• [Work instructions] Transcribe the records exactly from the line with "cube with a point in the photo above." to the end, both included.

• [Given records]
____

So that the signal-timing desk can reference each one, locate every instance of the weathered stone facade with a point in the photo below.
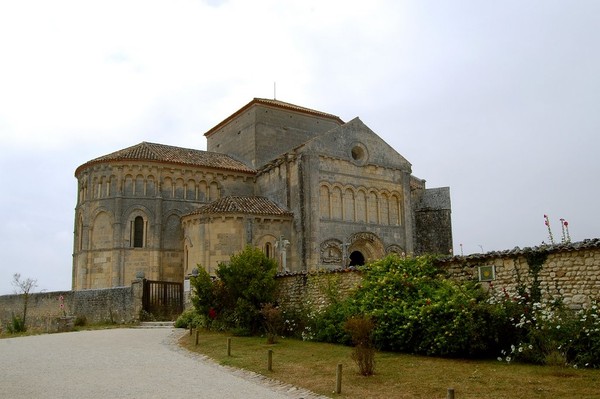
(571, 272)
(307, 188)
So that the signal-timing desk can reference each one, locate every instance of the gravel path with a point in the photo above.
(123, 363)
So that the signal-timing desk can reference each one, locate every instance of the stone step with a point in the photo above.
(157, 324)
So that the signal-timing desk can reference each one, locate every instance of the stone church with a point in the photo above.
(310, 190)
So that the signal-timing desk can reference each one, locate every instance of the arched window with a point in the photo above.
(357, 259)
(138, 232)
(268, 250)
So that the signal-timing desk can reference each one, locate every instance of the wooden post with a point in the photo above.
(338, 379)
(270, 360)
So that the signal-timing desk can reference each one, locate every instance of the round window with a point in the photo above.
(359, 154)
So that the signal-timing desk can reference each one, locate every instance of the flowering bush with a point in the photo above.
(537, 331)
(584, 346)
(417, 309)
(234, 301)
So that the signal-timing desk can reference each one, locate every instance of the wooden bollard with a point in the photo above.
(270, 360)
(338, 379)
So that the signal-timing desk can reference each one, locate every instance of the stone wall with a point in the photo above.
(110, 305)
(316, 289)
(571, 271)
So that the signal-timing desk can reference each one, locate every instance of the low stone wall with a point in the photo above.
(316, 289)
(571, 271)
(44, 312)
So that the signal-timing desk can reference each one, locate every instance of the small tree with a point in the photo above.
(248, 284)
(361, 329)
(245, 284)
(22, 287)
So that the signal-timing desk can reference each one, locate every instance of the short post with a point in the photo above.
(338, 379)
(270, 360)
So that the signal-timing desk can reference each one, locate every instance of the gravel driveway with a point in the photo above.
(123, 363)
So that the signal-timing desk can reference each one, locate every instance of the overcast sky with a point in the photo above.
(498, 100)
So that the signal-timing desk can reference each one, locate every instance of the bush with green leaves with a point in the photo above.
(190, 318)
(243, 286)
(584, 346)
(417, 309)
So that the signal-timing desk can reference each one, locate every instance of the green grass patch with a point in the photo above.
(312, 365)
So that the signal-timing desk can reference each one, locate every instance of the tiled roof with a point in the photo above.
(515, 252)
(243, 204)
(153, 152)
(277, 104)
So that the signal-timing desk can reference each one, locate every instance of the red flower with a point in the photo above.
(212, 313)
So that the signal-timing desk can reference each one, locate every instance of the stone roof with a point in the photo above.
(152, 152)
(516, 252)
(276, 104)
(243, 204)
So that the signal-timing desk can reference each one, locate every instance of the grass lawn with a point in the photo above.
(313, 366)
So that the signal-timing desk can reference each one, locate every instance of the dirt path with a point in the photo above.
(122, 363)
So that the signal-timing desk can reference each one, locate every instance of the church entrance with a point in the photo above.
(357, 259)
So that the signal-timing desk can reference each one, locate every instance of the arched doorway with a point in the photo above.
(365, 247)
(357, 259)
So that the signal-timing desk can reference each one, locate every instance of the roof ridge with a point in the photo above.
(156, 152)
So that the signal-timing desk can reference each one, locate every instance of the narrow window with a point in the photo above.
(268, 250)
(138, 232)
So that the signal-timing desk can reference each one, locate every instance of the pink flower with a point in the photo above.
(212, 313)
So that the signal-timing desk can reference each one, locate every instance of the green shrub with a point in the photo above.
(583, 350)
(416, 309)
(190, 318)
(360, 329)
(16, 325)
(244, 285)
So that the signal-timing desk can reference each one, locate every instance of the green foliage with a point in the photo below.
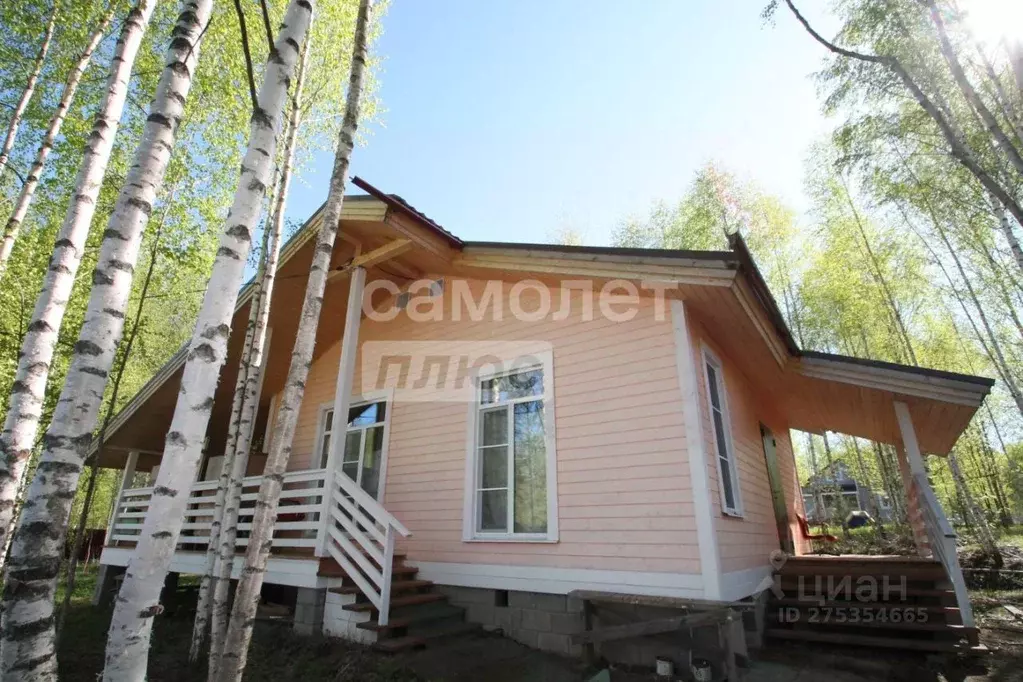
(201, 178)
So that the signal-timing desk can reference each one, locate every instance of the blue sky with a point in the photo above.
(507, 120)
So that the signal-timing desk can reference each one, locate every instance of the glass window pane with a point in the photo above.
(722, 446)
(510, 387)
(530, 504)
(715, 400)
(494, 467)
(371, 460)
(353, 441)
(364, 415)
(493, 510)
(495, 426)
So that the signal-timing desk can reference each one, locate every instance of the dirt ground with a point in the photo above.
(278, 655)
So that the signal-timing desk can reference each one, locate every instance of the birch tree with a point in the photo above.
(248, 387)
(138, 600)
(35, 558)
(25, 405)
(32, 180)
(30, 89)
(258, 551)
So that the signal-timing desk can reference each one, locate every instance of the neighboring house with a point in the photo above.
(541, 443)
(838, 493)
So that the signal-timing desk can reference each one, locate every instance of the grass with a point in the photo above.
(276, 653)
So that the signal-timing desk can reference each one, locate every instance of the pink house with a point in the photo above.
(526, 422)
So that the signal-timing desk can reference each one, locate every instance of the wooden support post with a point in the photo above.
(910, 465)
(126, 479)
(342, 400)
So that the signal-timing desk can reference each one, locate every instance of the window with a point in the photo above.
(727, 474)
(514, 492)
(364, 444)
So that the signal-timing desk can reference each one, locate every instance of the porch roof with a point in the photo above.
(811, 391)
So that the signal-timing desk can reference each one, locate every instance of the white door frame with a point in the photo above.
(385, 396)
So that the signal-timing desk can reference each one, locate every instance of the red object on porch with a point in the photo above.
(804, 528)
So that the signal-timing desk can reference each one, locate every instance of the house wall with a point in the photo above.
(745, 543)
(624, 495)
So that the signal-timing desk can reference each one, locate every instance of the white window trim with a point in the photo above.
(385, 396)
(469, 532)
(709, 357)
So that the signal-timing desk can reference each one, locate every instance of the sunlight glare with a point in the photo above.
(994, 20)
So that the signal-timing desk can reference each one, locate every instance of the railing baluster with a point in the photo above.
(388, 566)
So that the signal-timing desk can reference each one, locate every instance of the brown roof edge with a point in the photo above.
(401, 206)
(679, 254)
(774, 313)
(881, 364)
(762, 291)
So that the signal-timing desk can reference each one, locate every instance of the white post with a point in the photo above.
(387, 570)
(909, 439)
(126, 479)
(342, 399)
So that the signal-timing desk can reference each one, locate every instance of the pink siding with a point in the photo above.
(624, 498)
(746, 542)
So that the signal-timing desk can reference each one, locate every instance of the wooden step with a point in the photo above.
(910, 567)
(428, 614)
(420, 640)
(409, 600)
(396, 586)
(805, 603)
(862, 640)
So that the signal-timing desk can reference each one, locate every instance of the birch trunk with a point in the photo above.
(984, 535)
(30, 89)
(25, 406)
(25, 197)
(247, 598)
(998, 137)
(35, 557)
(110, 411)
(207, 583)
(138, 600)
(250, 403)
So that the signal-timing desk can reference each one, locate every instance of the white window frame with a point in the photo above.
(708, 357)
(470, 533)
(385, 396)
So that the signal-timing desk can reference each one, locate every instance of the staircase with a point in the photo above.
(898, 602)
(418, 612)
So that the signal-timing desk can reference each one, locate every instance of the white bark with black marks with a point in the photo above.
(247, 597)
(206, 587)
(35, 556)
(221, 602)
(28, 192)
(30, 89)
(138, 600)
(25, 406)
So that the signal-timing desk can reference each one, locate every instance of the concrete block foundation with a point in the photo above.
(546, 622)
(309, 608)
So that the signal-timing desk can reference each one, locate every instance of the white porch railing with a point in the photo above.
(942, 540)
(299, 524)
(360, 539)
(354, 529)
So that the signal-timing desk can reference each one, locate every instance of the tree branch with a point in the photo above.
(248, 53)
(266, 24)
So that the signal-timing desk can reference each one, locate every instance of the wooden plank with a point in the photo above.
(655, 627)
(640, 629)
(375, 257)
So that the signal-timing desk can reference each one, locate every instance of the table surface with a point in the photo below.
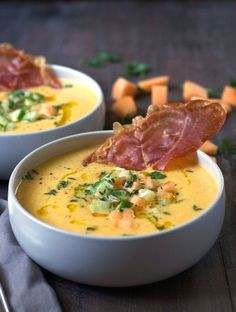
(184, 40)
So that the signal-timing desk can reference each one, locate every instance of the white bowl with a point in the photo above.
(13, 147)
(112, 261)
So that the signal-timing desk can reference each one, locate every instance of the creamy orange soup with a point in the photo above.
(42, 108)
(106, 200)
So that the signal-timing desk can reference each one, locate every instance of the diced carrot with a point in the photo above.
(159, 95)
(138, 201)
(229, 95)
(169, 187)
(149, 182)
(123, 219)
(226, 106)
(191, 88)
(209, 148)
(147, 84)
(47, 110)
(125, 106)
(123, 87)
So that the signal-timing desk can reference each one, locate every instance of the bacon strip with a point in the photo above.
(19, 70)
(164, 134)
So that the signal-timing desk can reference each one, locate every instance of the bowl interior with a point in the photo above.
(78, 141)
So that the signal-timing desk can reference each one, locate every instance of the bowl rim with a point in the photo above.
(107, 133)
(89, 79)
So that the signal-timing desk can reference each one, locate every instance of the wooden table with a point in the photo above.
(184, 40)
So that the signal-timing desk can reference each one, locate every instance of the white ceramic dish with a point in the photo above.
(112, 261)
(13, 147)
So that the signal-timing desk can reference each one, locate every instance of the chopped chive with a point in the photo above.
(27, 176)
(51, 192)
(91, 228)
(155, 175)
(68, 86)
(107, 57)
(137, 69)
(62, 184)
(196, 208)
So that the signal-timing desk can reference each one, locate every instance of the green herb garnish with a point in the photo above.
(107, 57)
(51, 192)
(155, 175)
(95, 63)
(124, 204)
(137, 69)
(127, 183)
(167, 213)
(68, 86)
(28, 176)
(232, 82)
(196, 208)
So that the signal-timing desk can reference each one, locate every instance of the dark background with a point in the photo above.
(184, 39)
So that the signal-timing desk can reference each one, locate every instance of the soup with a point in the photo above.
(105, 200)
(43, 108)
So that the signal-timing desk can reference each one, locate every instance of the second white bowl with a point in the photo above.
(13, 147)
(112, 261)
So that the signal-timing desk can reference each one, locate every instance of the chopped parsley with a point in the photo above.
(94, 62)
(68, 86)
(196, 208)
(107, 57)
(30, 175)
(91, 228)
(124, 204)
(226, 147)
(232, 82)
(62, 184)
(137, 69)
(51, 192)
(167, 213)
(27, 176)
(155, 175)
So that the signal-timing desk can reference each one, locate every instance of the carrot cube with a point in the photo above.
(123, 87)
(125, 106)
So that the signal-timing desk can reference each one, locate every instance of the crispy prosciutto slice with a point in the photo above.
(166, 133)
(19, 70)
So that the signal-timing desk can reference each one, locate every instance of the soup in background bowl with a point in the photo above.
(77, 107)
(99, 254)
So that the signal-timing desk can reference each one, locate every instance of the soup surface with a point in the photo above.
(110, 201)
(42, 108)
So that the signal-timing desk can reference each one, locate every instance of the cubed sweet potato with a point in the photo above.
(123, 87)
(125, 107)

____

• [Written response]
So that the signal-timing desk can reference each one, locate every instance of the carrot cube with a point in the photo above.
(123, 87)
(125, 106)
So that the signal-timing desk can reference each one, locate every instance of the crispy prosciutto slice with a point in the photo above.
(166, 133)
(19, 70)
So that the signal-timing desk can reference each one, locate every instance of the soup in background bowl with a point in the photo above.
(77, 107)
(99, 254)
So that the signal-timing desk can reference each one, locate every instance of the soup surface with a point in the photo above.
(110, 201)
(42, 108)
So that the signal-timing desk can reference each one, locate every instance of the cubed sweet potato with a point in the photo above.
(123, 87)
(125, 107)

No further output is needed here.